▶ TASK GOAL
Starting from the beginning of the data and going on through the line with "negative clicks: (489, 515)", substitute "coarse mask" for every "rough mask" and give those lines again with everything else unchanged, leaving out the picture.

Saved entries:
----------------------------------------

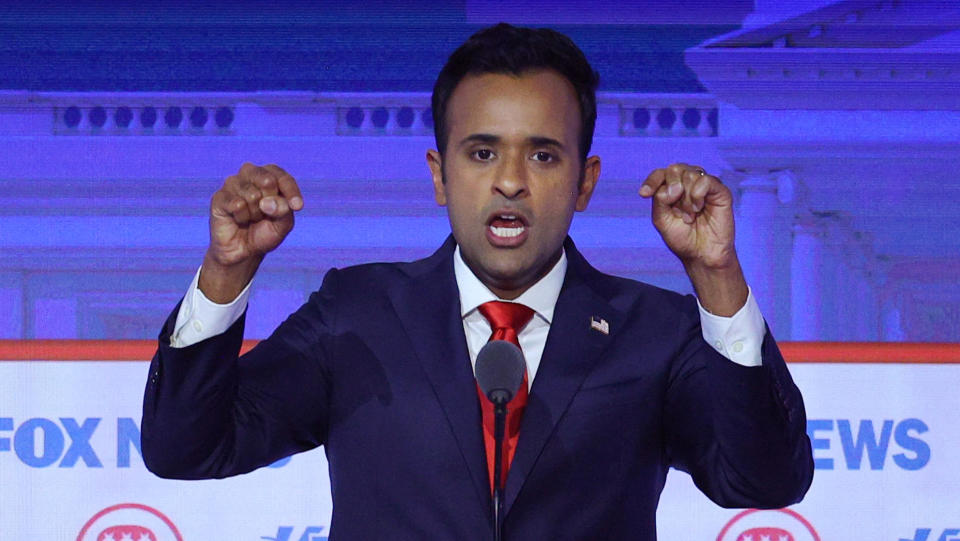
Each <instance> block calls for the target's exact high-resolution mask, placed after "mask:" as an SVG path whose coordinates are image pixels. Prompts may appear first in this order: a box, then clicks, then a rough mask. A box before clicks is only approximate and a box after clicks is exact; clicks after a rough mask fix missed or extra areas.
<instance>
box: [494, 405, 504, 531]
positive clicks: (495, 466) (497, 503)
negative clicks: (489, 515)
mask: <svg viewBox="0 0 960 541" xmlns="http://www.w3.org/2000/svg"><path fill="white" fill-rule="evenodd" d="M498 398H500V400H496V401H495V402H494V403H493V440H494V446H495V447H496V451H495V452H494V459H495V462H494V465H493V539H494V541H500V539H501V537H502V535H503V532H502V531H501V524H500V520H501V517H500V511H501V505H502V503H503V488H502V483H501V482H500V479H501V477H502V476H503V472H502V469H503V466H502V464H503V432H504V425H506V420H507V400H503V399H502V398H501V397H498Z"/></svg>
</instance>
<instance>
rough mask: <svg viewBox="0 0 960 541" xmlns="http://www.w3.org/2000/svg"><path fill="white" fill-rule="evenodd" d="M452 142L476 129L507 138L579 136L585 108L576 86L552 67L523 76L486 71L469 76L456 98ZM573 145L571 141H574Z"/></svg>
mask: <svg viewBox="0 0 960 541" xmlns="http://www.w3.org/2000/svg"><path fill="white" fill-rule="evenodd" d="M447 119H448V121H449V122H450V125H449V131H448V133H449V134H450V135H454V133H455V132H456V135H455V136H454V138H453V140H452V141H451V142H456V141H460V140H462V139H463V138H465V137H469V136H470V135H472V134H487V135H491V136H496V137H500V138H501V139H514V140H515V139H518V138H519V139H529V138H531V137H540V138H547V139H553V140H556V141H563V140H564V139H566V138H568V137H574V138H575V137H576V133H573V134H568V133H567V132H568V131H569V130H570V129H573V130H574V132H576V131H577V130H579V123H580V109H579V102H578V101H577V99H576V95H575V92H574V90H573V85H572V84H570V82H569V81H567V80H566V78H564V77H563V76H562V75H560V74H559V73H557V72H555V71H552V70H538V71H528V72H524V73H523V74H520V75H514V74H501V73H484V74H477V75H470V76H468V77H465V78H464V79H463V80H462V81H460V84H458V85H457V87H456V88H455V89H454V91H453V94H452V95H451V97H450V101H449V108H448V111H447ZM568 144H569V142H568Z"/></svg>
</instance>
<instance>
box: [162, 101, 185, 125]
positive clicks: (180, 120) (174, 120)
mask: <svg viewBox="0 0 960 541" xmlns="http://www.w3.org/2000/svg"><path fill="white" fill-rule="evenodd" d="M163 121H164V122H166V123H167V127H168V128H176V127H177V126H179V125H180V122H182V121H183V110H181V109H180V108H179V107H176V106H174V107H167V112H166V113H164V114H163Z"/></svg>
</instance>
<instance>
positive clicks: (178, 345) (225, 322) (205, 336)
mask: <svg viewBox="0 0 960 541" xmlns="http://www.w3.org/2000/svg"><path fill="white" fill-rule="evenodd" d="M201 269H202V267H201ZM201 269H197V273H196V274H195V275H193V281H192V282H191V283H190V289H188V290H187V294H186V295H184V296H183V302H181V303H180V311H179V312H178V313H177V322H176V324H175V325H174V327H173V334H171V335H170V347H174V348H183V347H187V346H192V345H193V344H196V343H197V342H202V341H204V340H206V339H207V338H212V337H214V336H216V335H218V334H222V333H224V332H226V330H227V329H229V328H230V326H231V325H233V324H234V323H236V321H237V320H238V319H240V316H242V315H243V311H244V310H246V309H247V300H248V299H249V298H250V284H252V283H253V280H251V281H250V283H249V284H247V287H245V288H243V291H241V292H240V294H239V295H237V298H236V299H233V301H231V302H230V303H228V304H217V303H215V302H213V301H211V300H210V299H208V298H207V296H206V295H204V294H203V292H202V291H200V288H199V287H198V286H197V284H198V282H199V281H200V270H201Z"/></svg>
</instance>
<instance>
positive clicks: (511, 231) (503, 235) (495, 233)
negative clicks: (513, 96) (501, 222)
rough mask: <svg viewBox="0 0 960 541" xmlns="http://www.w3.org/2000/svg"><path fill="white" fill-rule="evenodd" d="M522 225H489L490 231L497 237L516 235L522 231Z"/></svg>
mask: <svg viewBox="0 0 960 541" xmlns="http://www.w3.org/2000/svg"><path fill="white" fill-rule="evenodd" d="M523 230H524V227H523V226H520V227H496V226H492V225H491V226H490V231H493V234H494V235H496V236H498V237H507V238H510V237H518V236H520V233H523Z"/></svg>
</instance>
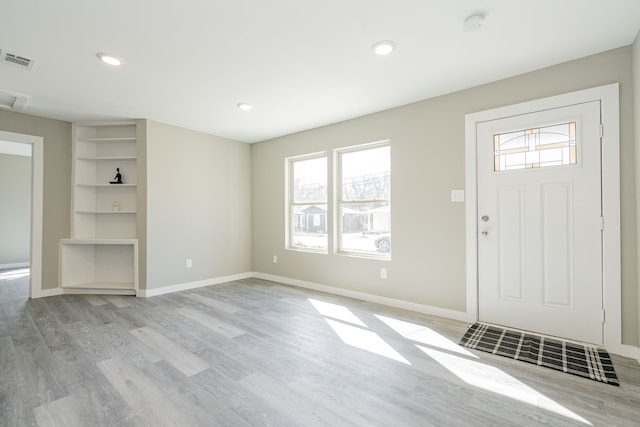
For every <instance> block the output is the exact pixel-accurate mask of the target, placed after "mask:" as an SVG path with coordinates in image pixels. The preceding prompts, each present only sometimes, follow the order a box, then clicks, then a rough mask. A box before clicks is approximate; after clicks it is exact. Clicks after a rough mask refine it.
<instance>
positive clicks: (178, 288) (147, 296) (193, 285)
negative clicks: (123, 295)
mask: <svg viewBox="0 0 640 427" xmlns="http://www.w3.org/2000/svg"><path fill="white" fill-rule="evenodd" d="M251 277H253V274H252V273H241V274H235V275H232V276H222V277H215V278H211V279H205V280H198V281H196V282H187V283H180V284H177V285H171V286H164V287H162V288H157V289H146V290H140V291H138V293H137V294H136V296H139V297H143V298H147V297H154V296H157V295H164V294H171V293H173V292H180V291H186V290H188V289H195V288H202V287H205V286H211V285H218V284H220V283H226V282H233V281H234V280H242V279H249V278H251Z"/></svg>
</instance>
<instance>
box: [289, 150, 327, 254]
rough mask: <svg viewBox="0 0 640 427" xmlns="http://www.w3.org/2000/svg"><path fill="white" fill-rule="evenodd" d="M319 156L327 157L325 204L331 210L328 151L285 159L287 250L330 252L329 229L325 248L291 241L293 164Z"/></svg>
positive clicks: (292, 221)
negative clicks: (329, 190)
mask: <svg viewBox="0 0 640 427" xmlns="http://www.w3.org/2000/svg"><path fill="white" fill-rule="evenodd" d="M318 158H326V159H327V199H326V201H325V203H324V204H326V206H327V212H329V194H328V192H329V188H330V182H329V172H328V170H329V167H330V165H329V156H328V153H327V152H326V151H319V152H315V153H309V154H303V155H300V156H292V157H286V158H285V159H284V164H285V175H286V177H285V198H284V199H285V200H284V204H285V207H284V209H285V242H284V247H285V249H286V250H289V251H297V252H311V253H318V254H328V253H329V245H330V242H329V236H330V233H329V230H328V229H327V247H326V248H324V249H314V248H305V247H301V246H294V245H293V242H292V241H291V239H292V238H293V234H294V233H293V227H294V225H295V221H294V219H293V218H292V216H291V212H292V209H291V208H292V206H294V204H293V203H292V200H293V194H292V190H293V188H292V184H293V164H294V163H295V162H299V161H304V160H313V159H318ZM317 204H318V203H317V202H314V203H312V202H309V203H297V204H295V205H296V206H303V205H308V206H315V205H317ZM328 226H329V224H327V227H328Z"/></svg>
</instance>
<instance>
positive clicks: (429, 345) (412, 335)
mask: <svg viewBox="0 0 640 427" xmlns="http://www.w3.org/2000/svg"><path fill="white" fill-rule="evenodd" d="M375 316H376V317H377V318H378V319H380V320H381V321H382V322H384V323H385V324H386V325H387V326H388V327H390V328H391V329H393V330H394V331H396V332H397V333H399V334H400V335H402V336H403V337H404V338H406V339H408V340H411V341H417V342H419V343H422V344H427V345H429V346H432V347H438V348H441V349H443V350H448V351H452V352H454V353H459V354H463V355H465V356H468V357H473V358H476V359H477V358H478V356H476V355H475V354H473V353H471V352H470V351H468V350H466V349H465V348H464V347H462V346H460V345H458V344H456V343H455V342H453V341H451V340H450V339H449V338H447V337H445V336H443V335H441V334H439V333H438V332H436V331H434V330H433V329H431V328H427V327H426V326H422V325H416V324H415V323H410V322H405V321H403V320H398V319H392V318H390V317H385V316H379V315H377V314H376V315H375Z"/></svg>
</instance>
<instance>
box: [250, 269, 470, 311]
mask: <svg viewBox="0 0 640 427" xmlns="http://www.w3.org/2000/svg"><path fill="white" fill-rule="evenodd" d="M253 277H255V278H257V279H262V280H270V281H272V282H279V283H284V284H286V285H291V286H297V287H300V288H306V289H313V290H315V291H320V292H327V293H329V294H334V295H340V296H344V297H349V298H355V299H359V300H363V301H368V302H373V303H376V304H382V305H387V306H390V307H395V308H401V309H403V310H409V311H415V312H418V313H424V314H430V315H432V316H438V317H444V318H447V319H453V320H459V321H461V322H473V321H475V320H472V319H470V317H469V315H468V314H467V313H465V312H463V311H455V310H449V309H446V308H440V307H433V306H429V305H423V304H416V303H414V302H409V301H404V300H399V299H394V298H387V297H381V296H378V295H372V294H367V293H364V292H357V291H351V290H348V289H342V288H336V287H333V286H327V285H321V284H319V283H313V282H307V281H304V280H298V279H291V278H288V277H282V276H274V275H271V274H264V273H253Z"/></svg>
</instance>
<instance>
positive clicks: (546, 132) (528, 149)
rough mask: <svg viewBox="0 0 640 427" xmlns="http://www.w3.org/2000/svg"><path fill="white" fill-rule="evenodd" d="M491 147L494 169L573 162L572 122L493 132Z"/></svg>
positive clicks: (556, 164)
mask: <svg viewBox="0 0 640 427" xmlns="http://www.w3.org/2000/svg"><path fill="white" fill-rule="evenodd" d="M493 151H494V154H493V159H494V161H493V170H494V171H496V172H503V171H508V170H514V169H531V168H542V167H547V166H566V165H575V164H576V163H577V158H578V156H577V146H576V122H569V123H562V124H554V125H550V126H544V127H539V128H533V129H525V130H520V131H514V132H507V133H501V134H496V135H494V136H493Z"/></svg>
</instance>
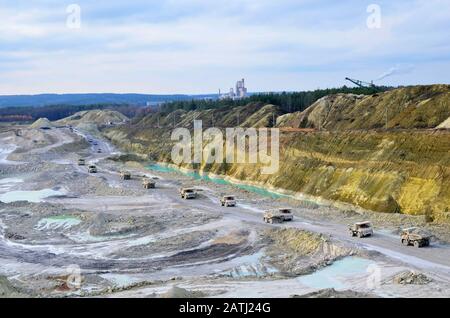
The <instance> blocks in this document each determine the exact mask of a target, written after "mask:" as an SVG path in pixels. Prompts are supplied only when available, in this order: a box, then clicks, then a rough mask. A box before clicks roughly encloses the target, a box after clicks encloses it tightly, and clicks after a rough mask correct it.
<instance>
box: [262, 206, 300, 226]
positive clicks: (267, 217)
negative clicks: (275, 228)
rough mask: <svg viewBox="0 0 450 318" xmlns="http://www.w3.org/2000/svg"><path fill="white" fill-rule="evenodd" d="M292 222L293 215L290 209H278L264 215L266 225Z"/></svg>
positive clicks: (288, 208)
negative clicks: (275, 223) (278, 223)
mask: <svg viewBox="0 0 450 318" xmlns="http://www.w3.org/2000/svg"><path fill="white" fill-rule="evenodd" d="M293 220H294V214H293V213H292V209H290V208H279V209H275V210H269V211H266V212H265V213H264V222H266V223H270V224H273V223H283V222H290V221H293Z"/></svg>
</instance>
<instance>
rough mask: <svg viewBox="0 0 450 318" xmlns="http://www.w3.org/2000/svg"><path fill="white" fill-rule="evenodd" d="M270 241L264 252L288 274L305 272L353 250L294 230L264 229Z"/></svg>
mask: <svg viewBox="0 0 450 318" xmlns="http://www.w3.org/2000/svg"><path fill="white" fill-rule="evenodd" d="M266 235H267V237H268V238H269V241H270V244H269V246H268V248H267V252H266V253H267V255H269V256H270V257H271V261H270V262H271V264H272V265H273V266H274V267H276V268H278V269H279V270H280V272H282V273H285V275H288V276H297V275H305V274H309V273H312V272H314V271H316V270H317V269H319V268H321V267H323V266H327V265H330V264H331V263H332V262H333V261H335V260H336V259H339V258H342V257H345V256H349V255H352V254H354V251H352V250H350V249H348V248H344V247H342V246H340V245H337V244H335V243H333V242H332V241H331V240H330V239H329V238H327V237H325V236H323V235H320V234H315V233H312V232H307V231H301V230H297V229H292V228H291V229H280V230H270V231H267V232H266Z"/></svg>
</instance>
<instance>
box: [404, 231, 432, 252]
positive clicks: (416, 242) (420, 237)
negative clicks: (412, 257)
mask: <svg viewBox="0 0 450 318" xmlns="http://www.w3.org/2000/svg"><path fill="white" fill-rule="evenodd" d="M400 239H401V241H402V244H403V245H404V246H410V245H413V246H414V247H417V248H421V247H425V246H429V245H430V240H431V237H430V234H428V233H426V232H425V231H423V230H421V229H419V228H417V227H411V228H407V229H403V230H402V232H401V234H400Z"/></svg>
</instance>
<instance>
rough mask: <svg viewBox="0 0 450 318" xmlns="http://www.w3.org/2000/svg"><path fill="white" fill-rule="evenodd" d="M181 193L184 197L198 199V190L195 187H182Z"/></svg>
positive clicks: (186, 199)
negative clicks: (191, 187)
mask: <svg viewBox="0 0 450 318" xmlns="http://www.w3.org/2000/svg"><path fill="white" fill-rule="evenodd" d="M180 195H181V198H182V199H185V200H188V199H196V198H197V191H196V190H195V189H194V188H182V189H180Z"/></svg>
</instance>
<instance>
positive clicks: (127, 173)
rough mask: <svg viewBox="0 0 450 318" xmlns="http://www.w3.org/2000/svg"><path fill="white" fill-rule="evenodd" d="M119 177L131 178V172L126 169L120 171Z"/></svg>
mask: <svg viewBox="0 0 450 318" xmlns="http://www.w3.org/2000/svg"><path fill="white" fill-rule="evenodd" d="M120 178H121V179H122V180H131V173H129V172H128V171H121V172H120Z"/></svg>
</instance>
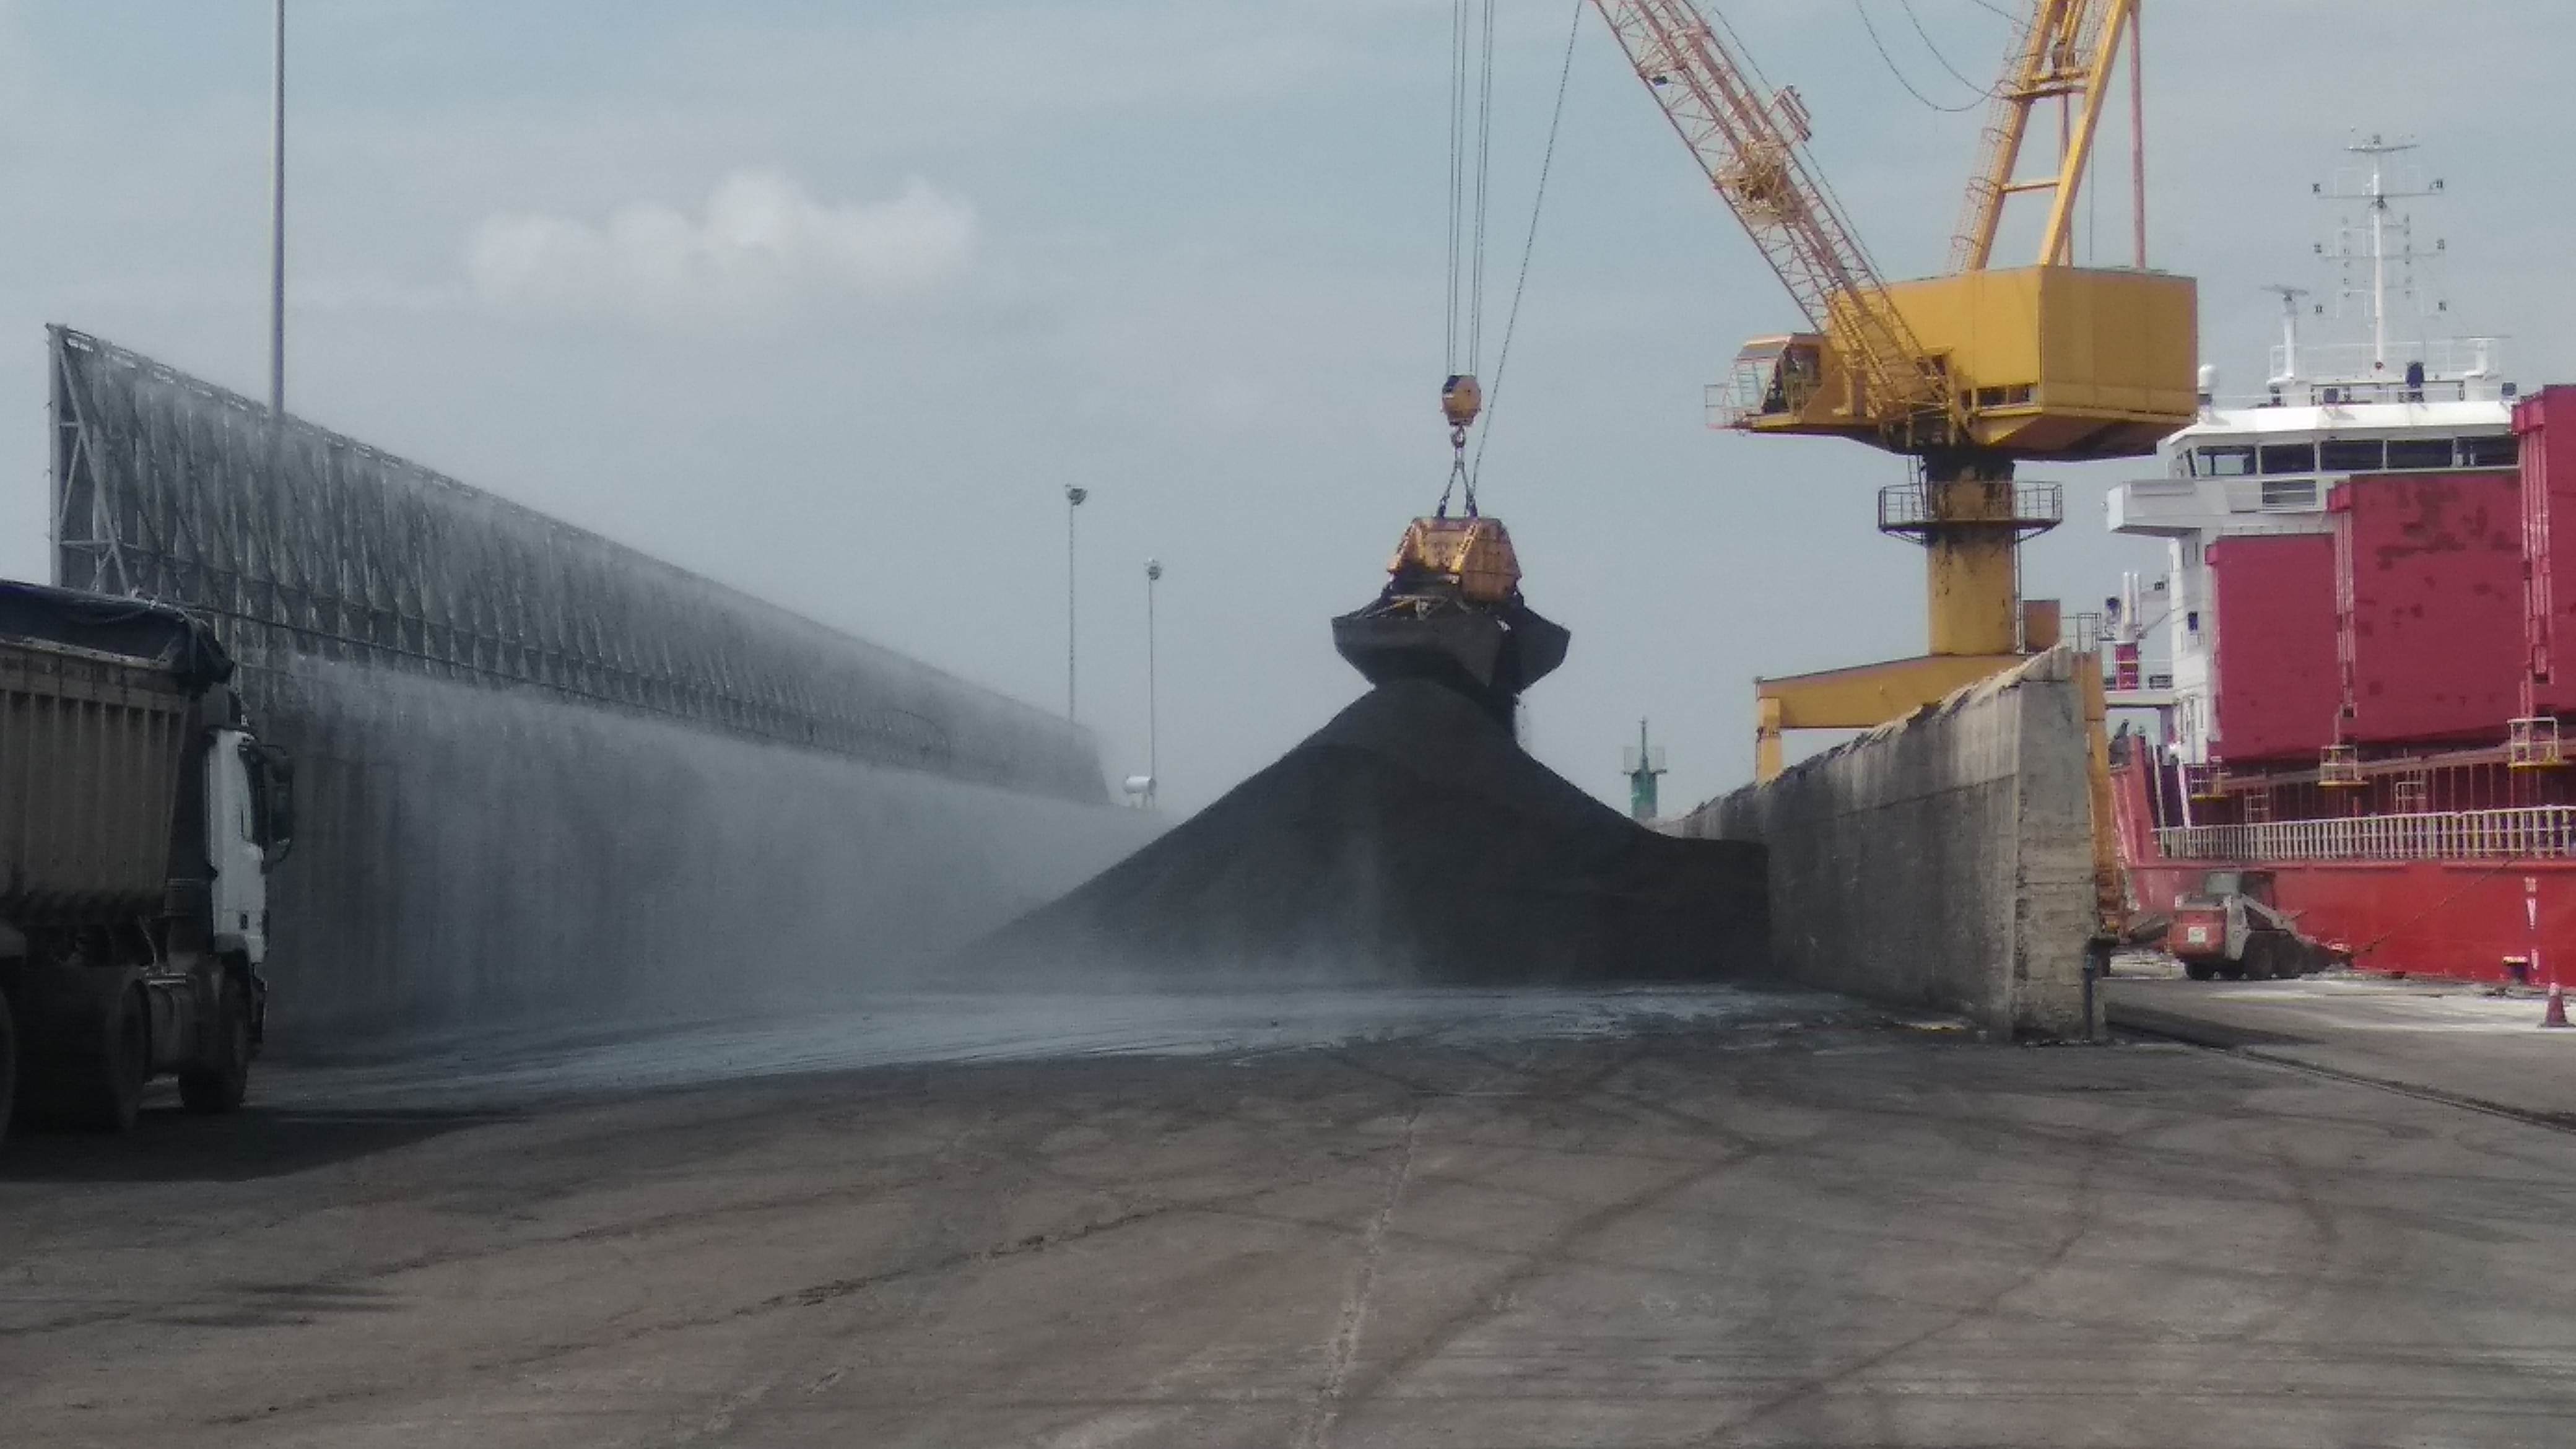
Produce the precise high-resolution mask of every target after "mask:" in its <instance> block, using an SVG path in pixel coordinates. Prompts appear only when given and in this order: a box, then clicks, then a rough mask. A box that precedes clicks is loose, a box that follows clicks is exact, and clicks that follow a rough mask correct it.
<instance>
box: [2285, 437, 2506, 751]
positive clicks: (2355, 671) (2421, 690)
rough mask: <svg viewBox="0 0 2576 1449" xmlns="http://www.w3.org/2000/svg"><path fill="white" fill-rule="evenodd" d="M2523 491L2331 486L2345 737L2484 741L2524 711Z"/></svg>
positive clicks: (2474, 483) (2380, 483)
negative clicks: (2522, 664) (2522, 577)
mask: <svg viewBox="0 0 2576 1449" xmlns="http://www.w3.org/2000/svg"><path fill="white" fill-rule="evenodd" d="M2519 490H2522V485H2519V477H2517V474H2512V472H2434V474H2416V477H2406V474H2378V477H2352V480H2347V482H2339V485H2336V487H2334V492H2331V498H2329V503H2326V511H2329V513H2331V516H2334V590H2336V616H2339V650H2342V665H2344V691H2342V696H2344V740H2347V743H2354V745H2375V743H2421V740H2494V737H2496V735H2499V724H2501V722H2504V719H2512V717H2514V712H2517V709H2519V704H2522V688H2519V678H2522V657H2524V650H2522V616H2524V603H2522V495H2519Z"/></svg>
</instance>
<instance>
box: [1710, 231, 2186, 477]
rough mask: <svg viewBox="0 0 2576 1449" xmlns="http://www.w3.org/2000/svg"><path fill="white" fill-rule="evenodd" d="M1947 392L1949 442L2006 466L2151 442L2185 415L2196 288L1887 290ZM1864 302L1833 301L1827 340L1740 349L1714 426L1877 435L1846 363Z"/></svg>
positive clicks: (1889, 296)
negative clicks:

----------------------------------------

▶ OUTPUT OF THE EXERCISE
Each <instance> block calls for the target's exact high-resolution mask, placed after "mask:" as an SVG path whose coordinates are image pixels. Prompts may appear first in this order: a box, then clicks, then a coarse mask. A box before clicks is only approximate and a box after clicks is exact; clicks after a coarse mask fix missed or extra areas.
<instance>
box: [494, 405, 504, 531]
positive clicks: (495, 466) (497, 503)
negative clicks: (489, 515)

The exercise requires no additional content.